Records from an annotation dataset:
____________________
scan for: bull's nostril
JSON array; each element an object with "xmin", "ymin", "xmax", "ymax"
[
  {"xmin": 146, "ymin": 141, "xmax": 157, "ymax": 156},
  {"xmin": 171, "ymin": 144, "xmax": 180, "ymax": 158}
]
____________________
*AIM OF THE TASK*: Copy every record above line for line, keeping each character and space unchanged.

*FULL RESPONSE*:
scan for: bull's nostril
JSON array; each element an object with "xmin", "ymin", "xmax", "ymax"
[
  {"xmin": 146, "ymin": 141, "xmax": 157, "ymax": 156},
  {"xmin": 171, "ymin": 144, "xmax": 180, "ymax": 158}
]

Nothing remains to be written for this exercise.